Your goal.
Starting at the line that contains "Keypoint guideline: for each instance of the pony's ear", quote each line exactly through the last line of the entries, both included.

--- START Source data ---

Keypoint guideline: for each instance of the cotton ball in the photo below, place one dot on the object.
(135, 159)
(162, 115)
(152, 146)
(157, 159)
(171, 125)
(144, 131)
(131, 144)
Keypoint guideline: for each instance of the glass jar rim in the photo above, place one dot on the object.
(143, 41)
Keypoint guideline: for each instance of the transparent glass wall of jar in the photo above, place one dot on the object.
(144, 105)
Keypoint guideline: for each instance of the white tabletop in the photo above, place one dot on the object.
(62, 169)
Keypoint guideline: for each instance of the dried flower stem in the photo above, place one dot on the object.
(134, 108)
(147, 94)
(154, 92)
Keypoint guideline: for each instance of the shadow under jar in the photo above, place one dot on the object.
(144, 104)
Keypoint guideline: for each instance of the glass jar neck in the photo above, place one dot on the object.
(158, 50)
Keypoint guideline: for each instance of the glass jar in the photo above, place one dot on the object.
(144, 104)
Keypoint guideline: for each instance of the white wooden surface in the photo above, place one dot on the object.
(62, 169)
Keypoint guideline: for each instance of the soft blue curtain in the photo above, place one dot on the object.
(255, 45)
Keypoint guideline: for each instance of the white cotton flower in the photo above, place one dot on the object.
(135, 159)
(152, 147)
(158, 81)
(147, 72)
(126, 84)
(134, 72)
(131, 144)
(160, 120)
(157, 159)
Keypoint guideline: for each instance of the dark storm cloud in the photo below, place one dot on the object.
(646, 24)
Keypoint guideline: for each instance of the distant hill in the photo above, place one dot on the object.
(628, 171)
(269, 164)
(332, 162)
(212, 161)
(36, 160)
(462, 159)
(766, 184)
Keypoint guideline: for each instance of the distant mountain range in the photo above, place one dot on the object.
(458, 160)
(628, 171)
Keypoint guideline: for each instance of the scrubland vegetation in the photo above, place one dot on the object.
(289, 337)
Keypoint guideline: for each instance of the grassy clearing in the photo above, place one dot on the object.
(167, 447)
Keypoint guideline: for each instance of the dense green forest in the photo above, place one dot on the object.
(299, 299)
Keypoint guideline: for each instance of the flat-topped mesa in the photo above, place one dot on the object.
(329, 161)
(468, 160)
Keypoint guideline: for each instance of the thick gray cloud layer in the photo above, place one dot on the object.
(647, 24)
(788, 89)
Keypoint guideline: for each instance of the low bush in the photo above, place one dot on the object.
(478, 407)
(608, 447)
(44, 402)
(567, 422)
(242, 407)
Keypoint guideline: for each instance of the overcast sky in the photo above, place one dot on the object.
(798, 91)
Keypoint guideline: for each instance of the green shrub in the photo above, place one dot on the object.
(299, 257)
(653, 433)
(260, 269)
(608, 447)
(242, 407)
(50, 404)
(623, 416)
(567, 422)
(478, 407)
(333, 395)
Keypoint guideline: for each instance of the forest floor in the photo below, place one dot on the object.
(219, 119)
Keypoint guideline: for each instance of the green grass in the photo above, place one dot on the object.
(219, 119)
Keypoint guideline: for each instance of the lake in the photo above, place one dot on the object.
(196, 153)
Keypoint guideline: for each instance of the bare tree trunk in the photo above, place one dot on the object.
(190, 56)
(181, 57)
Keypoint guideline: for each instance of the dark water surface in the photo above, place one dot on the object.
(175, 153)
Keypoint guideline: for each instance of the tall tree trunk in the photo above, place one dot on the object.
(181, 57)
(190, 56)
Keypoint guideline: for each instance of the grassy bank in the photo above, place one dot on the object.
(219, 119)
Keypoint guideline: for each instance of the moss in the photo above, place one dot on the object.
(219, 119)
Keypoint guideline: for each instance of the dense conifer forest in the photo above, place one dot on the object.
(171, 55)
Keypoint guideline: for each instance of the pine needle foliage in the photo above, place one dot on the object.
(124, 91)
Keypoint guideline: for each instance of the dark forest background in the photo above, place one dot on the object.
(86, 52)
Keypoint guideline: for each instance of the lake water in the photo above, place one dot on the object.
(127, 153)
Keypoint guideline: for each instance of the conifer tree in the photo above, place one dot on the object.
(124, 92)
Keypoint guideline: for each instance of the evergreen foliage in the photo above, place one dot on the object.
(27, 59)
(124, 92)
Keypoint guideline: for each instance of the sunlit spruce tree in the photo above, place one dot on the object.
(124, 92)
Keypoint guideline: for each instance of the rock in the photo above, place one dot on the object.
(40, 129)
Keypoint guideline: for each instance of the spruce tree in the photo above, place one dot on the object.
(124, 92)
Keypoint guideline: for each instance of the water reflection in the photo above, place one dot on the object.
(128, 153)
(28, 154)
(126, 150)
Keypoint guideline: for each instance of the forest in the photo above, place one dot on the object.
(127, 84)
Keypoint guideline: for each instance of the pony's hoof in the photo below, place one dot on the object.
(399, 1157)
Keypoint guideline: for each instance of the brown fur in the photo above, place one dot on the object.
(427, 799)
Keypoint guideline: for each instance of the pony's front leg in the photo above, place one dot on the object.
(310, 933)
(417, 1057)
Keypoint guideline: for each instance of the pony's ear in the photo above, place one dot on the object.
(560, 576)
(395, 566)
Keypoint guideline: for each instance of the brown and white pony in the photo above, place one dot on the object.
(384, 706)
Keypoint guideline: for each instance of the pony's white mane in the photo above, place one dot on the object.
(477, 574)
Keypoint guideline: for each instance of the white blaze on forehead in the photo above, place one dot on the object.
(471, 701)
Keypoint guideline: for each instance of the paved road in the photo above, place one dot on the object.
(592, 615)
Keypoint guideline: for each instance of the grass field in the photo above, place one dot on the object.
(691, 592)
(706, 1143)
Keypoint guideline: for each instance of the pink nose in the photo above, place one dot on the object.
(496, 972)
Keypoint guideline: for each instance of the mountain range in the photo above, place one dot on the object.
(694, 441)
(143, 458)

--- END Source data ---

Completed task.
Keypoint guideline: for each instance of the pony's ear in the photo above, place one dot on the object.
(560, 576)
(395, 566)
Keypoint guideline: for each instance of the brown and white pony in the photo above, place one dot on the object.
(384, 706)
Keypoint guideline: for each instance of the pony's white mane in the photo above, place one dot on the object.
(477, 574)
Keypoint guideline: for each instance of the white blaze on forehead in the photo above, place one dot on the object.
(471, 701)
Keypoint guideline: for each instance of the paved road in the photo above, place one dot on the object.
(592, 615)
Keypoint guideline: for each instance of the grass field in the photo above, place one dot on the object.
(691, 592)
(706, 1143)
Keypoint guideline: for each instance of the pink nose in the photo above, place one dot on the object.
(496, 972)
Keypoint guideline: for each instance of the mountain range in the photo above, place one dot on the object.
(694, 441)
(143, 458)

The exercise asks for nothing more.